» YOUR INSTRUCTIONS
Turn every line of the records below into a numbered list, leaving out any blank lines.

[Source data]
::::::
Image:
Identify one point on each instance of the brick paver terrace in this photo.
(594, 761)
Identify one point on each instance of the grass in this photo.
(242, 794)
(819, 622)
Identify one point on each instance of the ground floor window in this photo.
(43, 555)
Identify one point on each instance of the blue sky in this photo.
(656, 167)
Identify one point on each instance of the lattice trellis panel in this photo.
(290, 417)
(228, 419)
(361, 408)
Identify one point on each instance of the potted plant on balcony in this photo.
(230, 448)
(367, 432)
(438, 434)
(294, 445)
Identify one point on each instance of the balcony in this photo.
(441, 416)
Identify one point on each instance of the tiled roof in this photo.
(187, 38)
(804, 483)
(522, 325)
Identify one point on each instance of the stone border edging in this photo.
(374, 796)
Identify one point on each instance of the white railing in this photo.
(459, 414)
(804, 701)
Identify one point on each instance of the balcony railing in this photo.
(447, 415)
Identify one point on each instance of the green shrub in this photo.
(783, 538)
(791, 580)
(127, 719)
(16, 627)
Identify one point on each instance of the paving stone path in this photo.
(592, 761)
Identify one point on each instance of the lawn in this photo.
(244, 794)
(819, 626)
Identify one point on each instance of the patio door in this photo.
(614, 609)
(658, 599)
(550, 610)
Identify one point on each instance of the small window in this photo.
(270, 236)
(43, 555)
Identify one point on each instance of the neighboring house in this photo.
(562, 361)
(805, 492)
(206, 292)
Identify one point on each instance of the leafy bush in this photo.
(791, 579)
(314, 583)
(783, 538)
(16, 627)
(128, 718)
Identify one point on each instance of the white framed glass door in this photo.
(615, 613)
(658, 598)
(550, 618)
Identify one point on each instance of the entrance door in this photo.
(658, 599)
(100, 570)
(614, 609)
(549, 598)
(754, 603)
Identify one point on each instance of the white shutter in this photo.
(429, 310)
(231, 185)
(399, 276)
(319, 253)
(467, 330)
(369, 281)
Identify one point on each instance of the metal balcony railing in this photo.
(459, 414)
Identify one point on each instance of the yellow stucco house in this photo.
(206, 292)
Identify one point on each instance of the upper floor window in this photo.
::::::
» RESULT OF THE TASK
1. Image:
2. Identify one point on each instance of the brick paver terrace in this photo.
3. (594, 761)
4. Identify one point on each instance of the grass in this photo.
5. (242, 794)
6. (819, 622)
7. Identify one point on each instance of the ground floor window in this photo.
8. (43, 555)
9. Identify one point on each instance of the blue sky in this photo.
10. (656, 167)
11. Identify one point on each instance of the lattice trellis panel in this photo.
12. (290, 417)
13. (228, 419)
14. (361, 408)
15. Identify one point on each instance of the potted plant on balcony in this photo.
16. (230, 448)
17. (367, 432)
18. (438, 434)
19. (294, 445)
20. Identify one point on each instance of the balcony in this photo.
21. (441, 416)
22. Identify one point on each instance of the tiled roof in this photo.
23. (187, 38)
24. (804, 483)
25. (522, 325)
26. Identify one point on each instance of the stone border edging in this photo.
27. (374, 796)
28. Identify one point on each instance of the white railing in this photo.
29. (459, 414)
30. (804, 701)
31. Identify one point on each instance of the balcony railing in this photo.
32. (447, 415)
33. Identify one point on each instance of the green shrub in this photo.
34. (783, 538)
35. (791, 580)
36. (127, 719)
37. (16, 627)
38. Identify one point on each instance of the paving stone path in this photo.
39. (592, 761)
40. Identify one point on each instance of the lawn in this photo.
41. (244, 794)
42. (819, 626)
43. Identify one point on each instance of the patio door in this photo.
44. (614, 609)
45. (658, 599)
46. (550, 610)
47. Identify one point on each instance of the small window in this photo.
48. (270, 236)
49. (43, 555)
50. Identify one point on each instance of the neighboring house in this photo.
51. (562, 361)
52. (805, 492)
53. (206, 292)
54. Identify one point on each instance of the leafy bush in this photo.
55. (791, 579)
56. (314, 583)
57. (783, 538)
58. (16, 627)
59. (128, 718)
60. Identify one point on each instance of the white framed glass door in this photo.
61. (615, 613)
62. (658, 598)
63. (550, 618)
64. Identify one point on each instance of the entrance door in this photo.
65. (658, 599)
66. (100, 570)
67. (614, 609)
68. (549, 598)
69. (754, 603)
70. Identify one point on each instance of the white shutter in this photo.
71. (429, 310)
72. (231, 185)
73. (399, 276)
74. (319, 253)
75. (467, 330)
76. (369, 281)
77. Identify one point on each instance of the metal balcony railing in this photo.
78. (459, 414)
79. Identify one point on each instance of the yellow stucco house in this photo.
80. (206, 292)
81. Identify one point on each instance of the upper floor window in this photo.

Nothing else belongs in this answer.